[Opening Dataset entries section]

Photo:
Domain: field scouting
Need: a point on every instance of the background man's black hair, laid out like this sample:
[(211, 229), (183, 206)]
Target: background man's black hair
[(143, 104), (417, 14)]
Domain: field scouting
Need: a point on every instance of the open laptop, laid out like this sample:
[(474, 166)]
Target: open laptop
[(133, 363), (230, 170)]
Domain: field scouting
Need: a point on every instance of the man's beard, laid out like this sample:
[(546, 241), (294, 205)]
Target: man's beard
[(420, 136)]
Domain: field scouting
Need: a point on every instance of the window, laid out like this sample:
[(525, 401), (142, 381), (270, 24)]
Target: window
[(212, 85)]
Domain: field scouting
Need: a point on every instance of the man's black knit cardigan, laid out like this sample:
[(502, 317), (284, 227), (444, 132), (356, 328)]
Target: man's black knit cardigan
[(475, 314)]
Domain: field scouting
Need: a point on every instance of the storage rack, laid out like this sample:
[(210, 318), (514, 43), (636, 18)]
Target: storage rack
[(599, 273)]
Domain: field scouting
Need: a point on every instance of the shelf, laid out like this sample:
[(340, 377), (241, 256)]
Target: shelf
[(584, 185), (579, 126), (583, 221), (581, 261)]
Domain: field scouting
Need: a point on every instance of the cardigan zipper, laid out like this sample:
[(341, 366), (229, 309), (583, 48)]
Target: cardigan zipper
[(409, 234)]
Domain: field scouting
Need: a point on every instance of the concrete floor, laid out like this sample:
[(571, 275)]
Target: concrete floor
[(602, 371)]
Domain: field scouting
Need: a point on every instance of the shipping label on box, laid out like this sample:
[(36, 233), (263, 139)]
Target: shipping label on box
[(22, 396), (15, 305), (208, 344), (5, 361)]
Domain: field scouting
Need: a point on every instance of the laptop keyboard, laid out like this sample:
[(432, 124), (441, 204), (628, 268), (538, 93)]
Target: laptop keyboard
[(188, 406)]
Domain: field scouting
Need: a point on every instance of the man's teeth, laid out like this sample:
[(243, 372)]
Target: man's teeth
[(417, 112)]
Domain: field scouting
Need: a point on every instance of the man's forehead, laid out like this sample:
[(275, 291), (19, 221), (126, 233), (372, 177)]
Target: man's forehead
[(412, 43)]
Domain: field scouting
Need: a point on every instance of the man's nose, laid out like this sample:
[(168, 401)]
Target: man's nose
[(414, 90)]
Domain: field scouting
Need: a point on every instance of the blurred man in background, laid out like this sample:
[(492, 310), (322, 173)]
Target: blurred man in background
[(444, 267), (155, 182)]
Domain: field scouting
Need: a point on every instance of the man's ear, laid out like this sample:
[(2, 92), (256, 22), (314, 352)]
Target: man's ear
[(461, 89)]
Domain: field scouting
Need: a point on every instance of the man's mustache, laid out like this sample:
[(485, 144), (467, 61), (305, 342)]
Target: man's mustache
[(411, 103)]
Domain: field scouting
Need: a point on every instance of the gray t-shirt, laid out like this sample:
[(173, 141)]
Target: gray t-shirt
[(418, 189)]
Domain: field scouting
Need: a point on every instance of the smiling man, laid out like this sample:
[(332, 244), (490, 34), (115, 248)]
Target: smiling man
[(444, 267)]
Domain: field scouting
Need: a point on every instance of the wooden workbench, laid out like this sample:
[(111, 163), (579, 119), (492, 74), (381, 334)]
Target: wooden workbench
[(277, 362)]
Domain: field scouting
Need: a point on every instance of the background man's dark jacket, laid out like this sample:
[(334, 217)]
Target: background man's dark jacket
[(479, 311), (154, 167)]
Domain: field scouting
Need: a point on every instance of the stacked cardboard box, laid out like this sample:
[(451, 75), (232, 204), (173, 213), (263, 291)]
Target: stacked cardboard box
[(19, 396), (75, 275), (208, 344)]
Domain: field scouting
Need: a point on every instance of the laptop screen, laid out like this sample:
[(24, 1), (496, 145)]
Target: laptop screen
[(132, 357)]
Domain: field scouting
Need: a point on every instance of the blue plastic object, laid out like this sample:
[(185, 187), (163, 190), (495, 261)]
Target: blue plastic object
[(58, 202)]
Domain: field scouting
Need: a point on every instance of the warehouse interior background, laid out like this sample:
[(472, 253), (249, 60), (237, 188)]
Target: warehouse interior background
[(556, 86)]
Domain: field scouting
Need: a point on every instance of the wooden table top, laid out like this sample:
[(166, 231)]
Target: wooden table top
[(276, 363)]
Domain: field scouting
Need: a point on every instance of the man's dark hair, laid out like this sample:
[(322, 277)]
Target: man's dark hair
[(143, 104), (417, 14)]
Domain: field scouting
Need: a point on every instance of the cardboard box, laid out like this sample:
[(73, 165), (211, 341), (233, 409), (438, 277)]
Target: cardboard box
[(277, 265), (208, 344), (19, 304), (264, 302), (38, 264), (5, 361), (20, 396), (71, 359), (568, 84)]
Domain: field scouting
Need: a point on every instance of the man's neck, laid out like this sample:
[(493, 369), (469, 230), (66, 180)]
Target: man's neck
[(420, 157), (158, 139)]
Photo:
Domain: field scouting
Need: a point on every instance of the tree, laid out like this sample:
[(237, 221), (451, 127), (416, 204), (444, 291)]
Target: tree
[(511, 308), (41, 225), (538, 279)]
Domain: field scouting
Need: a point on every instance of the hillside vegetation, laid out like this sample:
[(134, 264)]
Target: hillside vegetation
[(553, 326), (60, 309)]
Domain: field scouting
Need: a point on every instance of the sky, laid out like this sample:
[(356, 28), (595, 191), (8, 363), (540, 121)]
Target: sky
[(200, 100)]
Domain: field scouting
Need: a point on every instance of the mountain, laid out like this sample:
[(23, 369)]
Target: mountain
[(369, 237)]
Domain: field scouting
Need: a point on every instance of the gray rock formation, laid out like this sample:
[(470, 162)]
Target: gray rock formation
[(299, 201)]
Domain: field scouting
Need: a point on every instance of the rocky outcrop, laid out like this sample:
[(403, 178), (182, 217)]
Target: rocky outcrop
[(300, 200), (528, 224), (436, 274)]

[Closing Dataset entries section]

> **Description of the task**: You are asked to transcribe all of the data above exactly.

> **Response below**:
Photo:
Domain: field scouting
Need: a point on every instance of the background man's black hair, laid out like this sample:
[(211, 229), (183, 206)]
Target: background man's black hair
[(143, 104), (417, 14)]
Domain: field scouting
Need: a point on every instance of the open laptop, laid out like this sample:
[(474, 166)]
Target: open laptop
[(133, 363), (230, 170)]
Domain: field scouting
Need: a point on every instance of the man's beard, laid out like this sample:
[(546, 241), (294, 205)]
Target: man's beard
[(420, 136)]
Domain: field scouting
Need: a point on every instance of the window, laid out like this sample:
[(525, 401), (142, 381), (270, 24)]
Target: window
[(212, 85)]
Domain: field scouting
Need: a point on every instance of the man's black knit cardigan, laid out like this sample:
[(502, 317), (284, 227), (444, 132), (356, 328)]
Target: man's black knit cardigan
[(475, 314)]
Domain: field scouting
Need: a point on every instance of the storage rack, laid out like this sample:
[(210, 318), (514, 43), (636, 18)]
Target: storage rack
[(599, 273)]
Domain: field scouting
Need: a point on every instance of the shelf, laid out like this sample:
[(340, 377), (241, 256)]
Target: shelf
[(584, 185), (579, 126), (583, 221), (581, 261)]
Domain: field scouting
Need: a point on every instance of the cardigan zipper, laid out like this sample:
[(341, 366), (229, 309), (583, 48)]
Target: cardigan zipper
[(409, 234)]
Domain: field scouting
Need: a point on every instance of the concrete floor, laid out like this sample:
[(571, 275)]
Target: concrete floor
[(602, 371)]
Domain: field scouting
Need: a point on every instance of the shipping label on box, laid out like this sample:
[(36, 233), (263, 139)]
Target: shipping label on box
[(22, 396), (15, 305), (208, 344), (5, 361)]
Domain: field scouting
Need: a point on every instance of the laptop keyboard, laid out like this sample:
[(432, 124), (441, 204), (628, 268), (538, 93)]
Target: laptop keyboard
[(188, 406)]
Domain: field scouting
Need: a point on every instance of the man's teeth, laid out like this sample:
[(243, 372)]
Target: man's teeth
[(417, 112)]
Domain: field scouting
Need: a point on every instance of the man's forehead, laid out like this sample:
[(275, 291), (19, 221), (126, 233), (372, 177)]
Target: man's forehead
[(412, 43)]
Domain: field scouting
Need: a point on every instance of the man's nose, laid out like this sample:
[(168, 401)]
Target: man's nose
[(414, 90)]
Domain: field scouting
Need: a point on every instance of the blurred man in background, laid out like this sample:
[(492, 310), (322, 173)]
Target: blurred man in background
[(444, 267), (155, 182)]
Domain: field scouting
Need: a point on every instance of the man's ear, laid out like this sample:
[(2, 92), (256, 22), (314, 352)]
Target: man's ear
[(461, 89)]
Domain: field scouting
Need: a point on every instance of the man's mustache, laid out like this sample:
[(485, 144), (467, 61), (305, 342)]
Target: man's mustache
[(411, 103)]
Domain: field scouting
Need: a point on every instance of the gray t-shirt, laid out like this sample:
[(173, 141)]
Target: gray t-shirt
[(418, 189)]
Domain: field scouting
Need: a point on every instance of the smiling man, laid out like this sample:
[(332, 244), (490, 34), (115, 248)]
Target: smiling man
[(444, 267)]
Domain: field scouting
Need: a point on every instance of the wooden workbench, laid out like this sample:
[(111, 163), (579, 119), (492, 74), (381, 334)]
Target: wooden workbench
[(277, 362)]
Domain: field scouting
Need: a point on every instance of the background man's dark jacket, laid out like this sample:
[(334, 217)]
Target: background man's dark jacket
[(479, 311), (154, 167)]
Domain: field scouting
Need: a point on every instance of the stacked cardboard box, laid out like this sample:
[(451, 75), (232, 204), (173, 213), (263, 291)]
Target: stacked cardboard box
[(19, 396), (75, 275), (208, 344)]
Domain: field scouting
Need: a point on every instance of the laptop screen, laid out like this sample:
[(24, 1), (496, 145)]
Target: laptop screen
[(132, 357)]
Domain: field scouting
Need: a point on every instance of the blue plastic object, laid out like this sample:
[(185, 187), (163, 190), (495, 261)]
Target: blue plastic object
[(58, 202)]
Domain: field scouting
Need: a point on every instance of the warehouse interior background, laid out like this sample:
[(472, 253), (249, 60), (237, 188)]
Target: warehouse interior background
[(556, 86)]
Domain: field scouting
Need: a point on every instance of the wooden table top, laid out like this sample:
[(166, 231)]
Target: wooden table top
[(276, 363)]
Domain: field scouting
Need: a point on every instance of the man's dark hair, laid out like this sample:
[(322, 277)]
Target: man's dark hair
[(143, 104), (417, 14)]
Domain: field scouting
Need: a point on every instance of the cardboard box, laid out like this sample:
[(73, 165), (211, 341), (233, 409), (438, 277)]
Target: cardboard box
[(277, 265), (208, 344), (19, 304), (264, 302), (38, 264), (5, 361), (20, 396), (71, 359), (568, 84)]
Domain: field scouting
Need: a point on every instance of the man's neck, laid out like this sample:
[(493, 369), (469, 230), (66, 180)]
Target: man's neck
[(420, 157), (158, 139)]
Photo:
Domain: field scouting
Need: a point on every instance of the tree, laid out like this sample:
[(237, 221), (451, 127), (416, 204), (444, 291)]
Target: tree
[(511, 308), (41, 225), (538, 279)]
Domain: field scouting
Need: a point on every instance of the hillside vegetation, laid out like this sample:
[(134, 264)]
Target: hillside vegetation
[(553, 326), (60, 309)]
Domain: field scouting
Need: a point on every instance of the sky, laid out like this sample:
[(356, 28), (595, 191), (8, 363), (540, 121)]
Target: sky
[(200, 100)]
Domain: field scouting
Need: a point on every instance of the mountain, laid out like this sample:
[(23, 369)]
Target: mountain
[(369, 237)]
Domain: field scouting
Need: a point on every instance of the gray rock formation, laid out like this sample:
[(470, 162)]
Target: gray rock formation
[(299, 201)]
Domain: field scouting
Need: a point on every instance of the rocky outcrop, laid out like this sample:
[(403, 178), (182, 217)]
Target: rocky outcrop
[(300, 200), (528, 224), (436, 274)]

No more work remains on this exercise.